(Page excerpt)
Nimbacinus is an extinct genus of thylacinid that contains two species of carnivorous, quadrupedal marsupials in Australia both of which are extinct:
- Nimbacinus dicksoni Muirhead & Archer, 1990
- Nimbacinus peterbridgei Churchill, Archer & Hand, 2024

Like all thylacinids, Nimbacinus dicksoni was a dog-like marsupial, though its smaller size makes its appearance more comparable to that of a fox. Unlike its relatives, its jaws were likely strong enough for it to take down prey larger than itself.

The name of the genus combines "Nimba" and "cinus", derived from a word meaning "little" in the Wanyi language, indigenous peoples associated with the Riversleigh fossil site, and the Ancient Greek word "kynos", meaning "dog".

== Taxonomy ==
The description of N. richi was published in 2000 by researchers Peter F. Murray, working at the Museum of Central Australia and Dirk Megirian of the Northern Territory Museum.
The holotype is fossilised material excavated at "Top Site" at the Bullock Creek fossil area, a partial left dentary with a premolar and several molars that is dated to the mid-Miocene.
The specific epithet commemorates Tom Rich, who introduced the authors to the site of their discovery.

== Palaeobiology ==
N. dicksoni had a bite force quotient of 189, making it one of the most powerfully biting mammals relative to its size of all time.

(Study material)

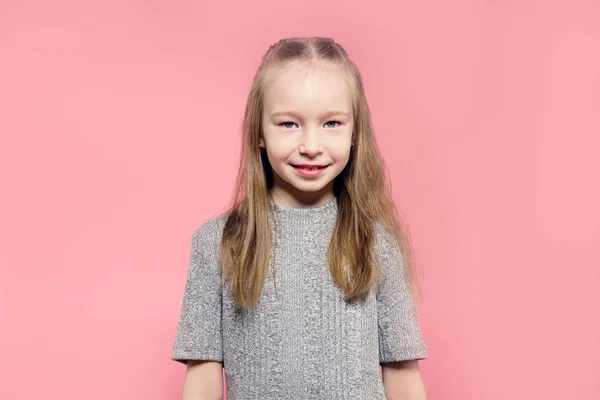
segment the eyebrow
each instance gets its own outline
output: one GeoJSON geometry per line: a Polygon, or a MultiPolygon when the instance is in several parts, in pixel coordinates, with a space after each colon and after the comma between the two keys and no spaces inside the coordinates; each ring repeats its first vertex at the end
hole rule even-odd
{"type": "MultiPolygon", "coordinates": [[[[301,119],[301,117],[293,111],[277,111],[277,112],[274,112],[271,114],[271,118],[284,116],[284,115],[290,115],[290,116],[301,119]]],[[[333,115],[343,115],[345,117],[348,117],[348,113],[346,113],[344,111],[328,111],[328,112],[324,113],[323,115],[321,115],[321,117],[325,118],[325,117],[331,117],[333,115]]]]}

(Work order) Can you quote everything in the Nimbacinus excerpt from "The name of" down to "of all time."? Leave the lines aside; they play no part in this.

(Exercise solution)
The name of the genus combines "Nimba" and "cinus", derived from a word meaning "little" in the Wanyi language, indigenous peoples associated with the Riversleigh fossil site, and the Ancient Greek word "kynos", meaning "dog".

== Taxonomy ==
The description of N. richi was published in 2000 by researchers Peter F. Murray, working at the Museum of Central Australia and Dirk Megirian of the Northern Territory Museum.
The holotype is fossilised material excavated at "Top Site" at the Bullock Creek fossil area, a partial left dentary with a premolar and several molars that is dated to the mid-Miocene.
The specific epithet commemorates Tom Rich, who introduced the authors to the site of their discovery.

== Palaeobiology ==
N. dicksoni had a bite force quotient of 189, making it one of the most powerfully biting mammals relative to its size of all time.